And what had they come in search of? Honor, valor, truth, glory,
fidelity, and honesty. The men who had fought the Civil War were men of
conscience and endurance, I was told. They braved much, endured hardship, and
triumphed in pursuit of their ideals.
Yeah, guy after guy will tell you that the gun stuff, the uniform,
the salt pork and hardtack is part of it. But it's all to summon forth an
appreciation of those old values.
This was an era when your word meant something, says Roger Joly of
the Sixth. He tells me a story of Union soldiers invited to a Confederate
dance. As the dance was ending, a Confederate officer arrived; finding the
enemy among his men, he wanted them arrested. We can't do that, his men told
him, we have given our word. Their officer honored this and stepped aside.
"Amid all the carnage," Joly says, "it's incredible the respect
these men showed for each other."
Several times during the weekend, Randy Cook of the Fifth talks
about Private John Haley of the 17th Maine: He was a short-legged guy who would
fall hours behind his company. He was the last in to camp, but he was
"always present for duty. Even when he was ten miles behind on a road, he
caught up and he saw the thing through. And that's the determination all these
men had. The ones that didn't have the determination didn't last long."

= TASKS TO PERFORM =
1. Copy the passage on Civil War reenactors word for word, from "And what had" up to and including "of their ideals.".
2. Pick up the passage on Civil War reenactors after its last sentence and keep writing it.

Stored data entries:

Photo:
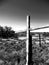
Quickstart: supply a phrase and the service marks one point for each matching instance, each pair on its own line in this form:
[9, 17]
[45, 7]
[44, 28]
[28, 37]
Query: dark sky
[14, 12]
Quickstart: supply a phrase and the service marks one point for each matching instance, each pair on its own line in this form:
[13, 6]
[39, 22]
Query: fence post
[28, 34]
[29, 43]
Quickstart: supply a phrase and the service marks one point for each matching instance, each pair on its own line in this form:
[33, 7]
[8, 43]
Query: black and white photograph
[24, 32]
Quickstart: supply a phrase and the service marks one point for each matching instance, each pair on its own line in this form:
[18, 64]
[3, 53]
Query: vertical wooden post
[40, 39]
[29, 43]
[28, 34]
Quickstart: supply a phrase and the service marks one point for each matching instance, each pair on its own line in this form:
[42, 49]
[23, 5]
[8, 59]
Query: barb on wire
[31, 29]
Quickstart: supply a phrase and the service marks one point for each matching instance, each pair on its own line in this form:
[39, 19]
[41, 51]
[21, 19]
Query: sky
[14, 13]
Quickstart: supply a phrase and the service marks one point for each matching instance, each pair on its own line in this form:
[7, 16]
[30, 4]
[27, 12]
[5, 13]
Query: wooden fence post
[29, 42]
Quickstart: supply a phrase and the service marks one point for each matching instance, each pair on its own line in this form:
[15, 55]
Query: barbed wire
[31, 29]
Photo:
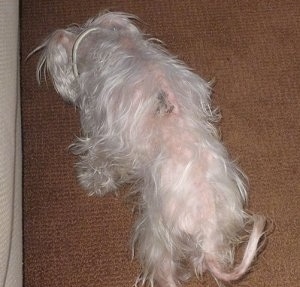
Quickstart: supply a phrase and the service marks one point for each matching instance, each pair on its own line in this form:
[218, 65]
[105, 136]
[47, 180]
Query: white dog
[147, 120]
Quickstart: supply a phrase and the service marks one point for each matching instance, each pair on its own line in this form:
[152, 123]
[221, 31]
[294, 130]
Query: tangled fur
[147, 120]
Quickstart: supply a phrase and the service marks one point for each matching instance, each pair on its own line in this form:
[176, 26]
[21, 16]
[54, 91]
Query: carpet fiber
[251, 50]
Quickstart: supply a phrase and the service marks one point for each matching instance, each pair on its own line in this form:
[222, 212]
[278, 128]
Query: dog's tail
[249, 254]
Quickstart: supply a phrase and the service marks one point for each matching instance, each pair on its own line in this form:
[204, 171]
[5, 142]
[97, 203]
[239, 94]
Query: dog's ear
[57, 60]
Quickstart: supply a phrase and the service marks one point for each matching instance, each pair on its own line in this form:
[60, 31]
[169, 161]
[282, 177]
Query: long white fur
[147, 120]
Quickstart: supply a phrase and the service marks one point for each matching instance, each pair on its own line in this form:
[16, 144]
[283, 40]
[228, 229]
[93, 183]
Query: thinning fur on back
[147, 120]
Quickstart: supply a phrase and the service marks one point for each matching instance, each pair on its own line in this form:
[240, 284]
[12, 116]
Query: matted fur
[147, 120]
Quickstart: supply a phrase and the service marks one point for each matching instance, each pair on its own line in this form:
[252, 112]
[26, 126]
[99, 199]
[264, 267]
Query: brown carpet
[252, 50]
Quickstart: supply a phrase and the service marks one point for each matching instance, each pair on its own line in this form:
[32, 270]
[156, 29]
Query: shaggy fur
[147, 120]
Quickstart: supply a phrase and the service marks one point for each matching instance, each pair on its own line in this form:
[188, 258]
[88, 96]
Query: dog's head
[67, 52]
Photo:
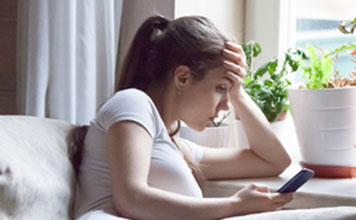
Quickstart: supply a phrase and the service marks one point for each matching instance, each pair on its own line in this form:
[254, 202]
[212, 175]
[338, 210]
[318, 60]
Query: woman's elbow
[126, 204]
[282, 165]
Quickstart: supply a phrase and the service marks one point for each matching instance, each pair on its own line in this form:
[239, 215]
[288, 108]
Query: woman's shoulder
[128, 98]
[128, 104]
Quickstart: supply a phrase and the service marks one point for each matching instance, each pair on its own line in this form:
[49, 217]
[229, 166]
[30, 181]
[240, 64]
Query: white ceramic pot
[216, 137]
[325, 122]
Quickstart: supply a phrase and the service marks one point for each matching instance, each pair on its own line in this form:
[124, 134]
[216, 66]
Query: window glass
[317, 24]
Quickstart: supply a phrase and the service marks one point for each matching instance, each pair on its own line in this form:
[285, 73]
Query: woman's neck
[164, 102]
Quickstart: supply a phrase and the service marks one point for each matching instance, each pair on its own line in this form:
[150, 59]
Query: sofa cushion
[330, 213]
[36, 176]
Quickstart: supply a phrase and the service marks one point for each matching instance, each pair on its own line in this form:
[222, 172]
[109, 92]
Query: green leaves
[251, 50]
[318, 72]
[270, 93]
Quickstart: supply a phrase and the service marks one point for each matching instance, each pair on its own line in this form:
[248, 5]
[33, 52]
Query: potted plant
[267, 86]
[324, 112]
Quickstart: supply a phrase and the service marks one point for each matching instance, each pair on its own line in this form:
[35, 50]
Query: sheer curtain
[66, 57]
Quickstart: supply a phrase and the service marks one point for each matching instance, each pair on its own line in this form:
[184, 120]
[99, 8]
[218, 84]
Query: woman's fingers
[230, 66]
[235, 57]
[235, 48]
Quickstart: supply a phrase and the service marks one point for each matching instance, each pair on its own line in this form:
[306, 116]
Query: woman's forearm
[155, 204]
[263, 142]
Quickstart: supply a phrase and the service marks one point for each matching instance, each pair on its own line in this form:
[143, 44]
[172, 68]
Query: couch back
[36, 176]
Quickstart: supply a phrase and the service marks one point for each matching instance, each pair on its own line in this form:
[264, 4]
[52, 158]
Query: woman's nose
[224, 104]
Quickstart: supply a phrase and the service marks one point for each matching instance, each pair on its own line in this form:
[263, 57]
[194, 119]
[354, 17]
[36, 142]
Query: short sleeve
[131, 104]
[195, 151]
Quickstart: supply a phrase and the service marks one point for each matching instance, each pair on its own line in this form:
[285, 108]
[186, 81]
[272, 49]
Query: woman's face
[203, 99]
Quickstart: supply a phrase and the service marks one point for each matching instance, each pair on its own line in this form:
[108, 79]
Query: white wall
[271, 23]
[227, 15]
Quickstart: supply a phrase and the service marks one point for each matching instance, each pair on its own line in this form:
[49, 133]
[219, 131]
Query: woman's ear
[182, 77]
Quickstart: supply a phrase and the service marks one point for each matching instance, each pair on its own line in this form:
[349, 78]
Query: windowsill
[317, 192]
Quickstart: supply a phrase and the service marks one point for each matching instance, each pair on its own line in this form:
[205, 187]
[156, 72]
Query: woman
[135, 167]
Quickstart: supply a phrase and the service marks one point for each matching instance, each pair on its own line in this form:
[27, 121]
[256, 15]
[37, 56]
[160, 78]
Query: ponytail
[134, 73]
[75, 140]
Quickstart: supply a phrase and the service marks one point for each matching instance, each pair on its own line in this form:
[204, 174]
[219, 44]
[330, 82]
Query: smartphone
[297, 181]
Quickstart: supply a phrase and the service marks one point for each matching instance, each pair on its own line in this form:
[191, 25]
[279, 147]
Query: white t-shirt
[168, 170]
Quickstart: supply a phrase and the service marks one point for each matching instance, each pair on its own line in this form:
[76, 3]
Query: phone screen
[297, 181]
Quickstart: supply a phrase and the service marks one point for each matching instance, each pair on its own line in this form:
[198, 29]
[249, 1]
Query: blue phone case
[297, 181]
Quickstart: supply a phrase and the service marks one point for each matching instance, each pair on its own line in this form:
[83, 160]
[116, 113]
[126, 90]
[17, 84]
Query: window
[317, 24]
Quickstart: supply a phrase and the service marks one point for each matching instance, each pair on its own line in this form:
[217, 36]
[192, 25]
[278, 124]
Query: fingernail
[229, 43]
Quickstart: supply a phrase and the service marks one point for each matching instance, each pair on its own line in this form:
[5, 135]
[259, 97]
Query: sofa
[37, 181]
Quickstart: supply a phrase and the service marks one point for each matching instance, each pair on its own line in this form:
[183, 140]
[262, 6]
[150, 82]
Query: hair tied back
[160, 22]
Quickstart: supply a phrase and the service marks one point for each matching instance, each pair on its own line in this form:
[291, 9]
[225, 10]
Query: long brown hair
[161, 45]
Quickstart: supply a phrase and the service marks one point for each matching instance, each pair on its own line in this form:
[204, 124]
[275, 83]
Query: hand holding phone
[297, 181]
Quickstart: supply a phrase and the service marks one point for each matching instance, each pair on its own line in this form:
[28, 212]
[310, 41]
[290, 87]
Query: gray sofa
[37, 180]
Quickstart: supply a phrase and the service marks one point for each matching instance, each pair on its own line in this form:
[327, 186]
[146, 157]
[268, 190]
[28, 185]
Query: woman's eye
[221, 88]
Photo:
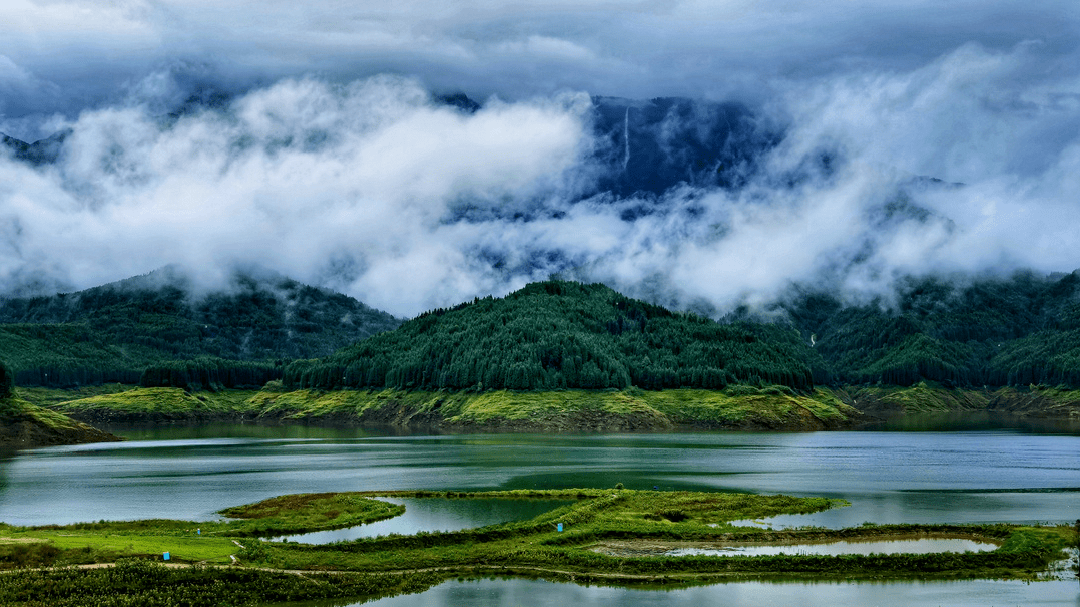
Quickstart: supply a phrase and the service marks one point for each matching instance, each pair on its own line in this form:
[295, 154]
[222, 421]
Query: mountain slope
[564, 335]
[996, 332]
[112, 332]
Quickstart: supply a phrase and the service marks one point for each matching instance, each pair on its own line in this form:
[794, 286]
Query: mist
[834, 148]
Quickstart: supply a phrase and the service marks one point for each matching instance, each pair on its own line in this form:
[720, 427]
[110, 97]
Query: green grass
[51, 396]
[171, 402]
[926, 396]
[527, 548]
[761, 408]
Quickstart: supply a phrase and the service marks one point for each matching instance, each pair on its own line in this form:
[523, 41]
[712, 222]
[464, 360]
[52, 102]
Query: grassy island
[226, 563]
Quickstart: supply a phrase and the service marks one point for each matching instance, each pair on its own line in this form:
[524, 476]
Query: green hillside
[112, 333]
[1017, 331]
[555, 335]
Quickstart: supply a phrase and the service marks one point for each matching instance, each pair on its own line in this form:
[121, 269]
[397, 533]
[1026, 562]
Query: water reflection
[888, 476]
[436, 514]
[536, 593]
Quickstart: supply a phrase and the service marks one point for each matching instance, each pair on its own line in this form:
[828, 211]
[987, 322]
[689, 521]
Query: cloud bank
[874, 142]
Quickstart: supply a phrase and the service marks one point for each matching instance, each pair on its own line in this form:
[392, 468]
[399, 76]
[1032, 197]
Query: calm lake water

= EXPECTED RESPONSES =
1.
And what had they come in search of? Honor, valor, truth, glory,
fidelity, and honesty. The men who had fought the Civil War were men of
conscience and endurance, I was told. They braved much, endured hardship, and
triumphed in pursuit of their ideals.

2.
This is where the reenactors touch bedrock, or to borrow an old
fable, they reach out from our era, like the blind men touching the elephant.
At Carnival Hill during a break in our practice, the men of the Sixth stood
around talking of loyalty and patriotism.
"You can't know how the man's emotions were," says Bob
Corrette, at 60 one of the oldest in the Sixth, but "there are the same
basic fears. We are the same."
"Don't you think loyalty or patriotism had a different
emphasis?" asks Wait Sy, at 61 the oldest in the group.
"We went downhill," says Corrette.
"Downhill or uphill," says Sy. "When Bob and I were
kids, Memorial Day was a big deal. Loyalty, nationalism, jingoism -- those were
positive words. If you were a healthy male, there was a sentiment: Who were you
to stay home?"
"It was an honor to give your life," says Corrette.
"Vietnam was the first war where those words had a different
meaning," says Sy. "Loyal to what? Yourself or the government?"
His children have a different view of war. "When I was 15, I thought
America was always right."
He didn't know that there was another culture that also had its
beliefs, he says. "So when men would line up shoulder to shoulder,
marching into five cannons, it was the right thing to do. Now maybe you think:
Well, that side has a right to exist, too."
It is easy enough to make a cap or musket in the fashion of 1862;
understanding the beliefs of the soldier who wore that uniform is the true
restoration. Why did they march straight into fire? Why didn't they run? These
are the first questions asked by those who are unfamiliar with the Civil War.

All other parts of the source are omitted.